### TASK INSTRUCTIONS
When you repeat the listing, keep every character as it is.

### EXERCISE DATA
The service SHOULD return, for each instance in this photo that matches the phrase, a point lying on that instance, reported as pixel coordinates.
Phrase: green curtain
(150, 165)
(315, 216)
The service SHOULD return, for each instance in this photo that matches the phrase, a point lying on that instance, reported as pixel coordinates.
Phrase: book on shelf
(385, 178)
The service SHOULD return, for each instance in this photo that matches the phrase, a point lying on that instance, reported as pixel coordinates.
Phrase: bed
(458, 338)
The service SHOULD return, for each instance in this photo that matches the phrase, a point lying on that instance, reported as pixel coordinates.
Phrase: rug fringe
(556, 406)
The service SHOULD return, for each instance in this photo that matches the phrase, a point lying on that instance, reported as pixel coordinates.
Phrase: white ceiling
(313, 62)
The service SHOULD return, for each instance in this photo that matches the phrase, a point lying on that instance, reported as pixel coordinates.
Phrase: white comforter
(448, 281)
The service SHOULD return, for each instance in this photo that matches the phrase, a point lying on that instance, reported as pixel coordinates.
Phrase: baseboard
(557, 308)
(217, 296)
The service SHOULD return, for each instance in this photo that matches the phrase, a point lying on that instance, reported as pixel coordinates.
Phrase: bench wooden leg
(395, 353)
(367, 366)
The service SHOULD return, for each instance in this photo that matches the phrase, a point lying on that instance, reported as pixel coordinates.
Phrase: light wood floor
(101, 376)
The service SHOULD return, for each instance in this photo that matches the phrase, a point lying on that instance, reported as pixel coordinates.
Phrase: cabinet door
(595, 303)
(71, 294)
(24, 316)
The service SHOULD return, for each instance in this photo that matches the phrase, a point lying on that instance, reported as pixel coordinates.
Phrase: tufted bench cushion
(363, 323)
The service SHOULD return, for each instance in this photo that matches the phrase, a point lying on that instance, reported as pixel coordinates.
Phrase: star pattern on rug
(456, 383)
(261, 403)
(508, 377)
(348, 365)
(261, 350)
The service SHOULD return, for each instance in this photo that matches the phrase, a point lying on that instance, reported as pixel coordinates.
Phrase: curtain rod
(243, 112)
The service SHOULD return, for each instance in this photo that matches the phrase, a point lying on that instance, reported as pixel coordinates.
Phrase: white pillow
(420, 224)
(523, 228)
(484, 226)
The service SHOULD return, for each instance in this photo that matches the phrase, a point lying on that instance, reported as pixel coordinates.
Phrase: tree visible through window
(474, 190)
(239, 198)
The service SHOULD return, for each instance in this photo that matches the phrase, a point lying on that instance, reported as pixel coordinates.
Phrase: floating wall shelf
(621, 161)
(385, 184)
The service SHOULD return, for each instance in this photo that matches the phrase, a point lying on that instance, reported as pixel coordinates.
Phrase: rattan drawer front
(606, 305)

### ANSWER TO THIS PROBLEM
The service SHOULD return, for each instance in this photo that matches the phrase, a point lying on that instance, reported as pixel coordinates.
Phrase: green curtain
(150, 165)
(315, 216)
The service SHOULD return, for each instance in this photo that matches the phrase, a point lying on that instance, reported as pixel coordinates.
Phrase: book on shelf
(385, 178)
The service SHOULD return, for each instance in this photo that matches the phrase, a point lying on that instance, reported as pixel coordinates.
Phrase: bed
(458, 338)
The service SHOULD return, for each instance in this photo that matches the phrase, a point lying on that instance, reported as pixel coordinates.
Phrase: rug fringe
(556, 406)
The service SHOULD return, for each instance in this photo that matches the phrase, a point lying on that instance, reported as pixel coordinates.
Phrase: white ceiling
(313, 62)
The service SHOULD return, for each instance in this photo that matches the phrase, a point lying on that instance, reported as pixel coordinates.
Phrase: white comforter
(448, 281)
The service SHOULD return, for each instance in this photo that matches the phrase, a point lying on that instance, reported as pixel coordinates.
Phrase: baseboard
(557, 308)
(217, 296)
The service SHOULD return, for each instance in this photo that matches the phrase, a point lying on that instance, reported as pixel coordinates.
Phrase: bench wooden leg
(395, 353)
(367, 366)
The service SHOULD return, for each instance in this photo that matches the phrase, a point lying on that instance, reported as pixel coordinates.
Phrase: light wood floor
(101, 376)
The service SHOULD return, for each instance in this photo that matches the phrase, a point lying on that instance, reported as pixel coordinates.
Phrase: cabinet door
(595, 303)
(71, 294)
(24, 316)
The service SHOULD return, for each instance in this photo that matches the phrase, a point lying on that instance, reported as pixel coordinates.
Phrase: tufted bench cushion
(363, 323)
The service SHOULD return, for each instance in this photo that matches the phrase, a point lying on that instance, reported as pixel coordinates.
Phrase: star pattern on rug
(456, 383)
(261, 403)
(508, 377)
(348, 365)
(261, 350)
The service SHOULD return, for each instance in this photo that matches the phrase, a point lying on that instance, reported as pixel coordinates.
Phrase: curtain rod
(243, 112)
The service SHOULD return, for each instance in this photo that matches the phrase, a point lying on that instance, reported as pixel coordinates.
Phrase: white pillow
(420, 224)
(523, 228)
(484, 226)
The service SHOULD return, for each instance in this photo that matches the phrase, a point lying on that instance, reported as pixel coordinates.
Phrase: tree visible through window
(474, 190)
(239, 198)
The service SHOULD return, for each instance in this photo that matches the phrase, a point lying on that instance, reported as pixel coordinates.
Phrase: floating wall shelf
(621, 161)
(385, 184)
The service SHOULD return, for each instance in this photo that matches the phrase, a point lying on that instance, reported as pixel coordinates.
Phrase: rattan drawer front
(606, 305)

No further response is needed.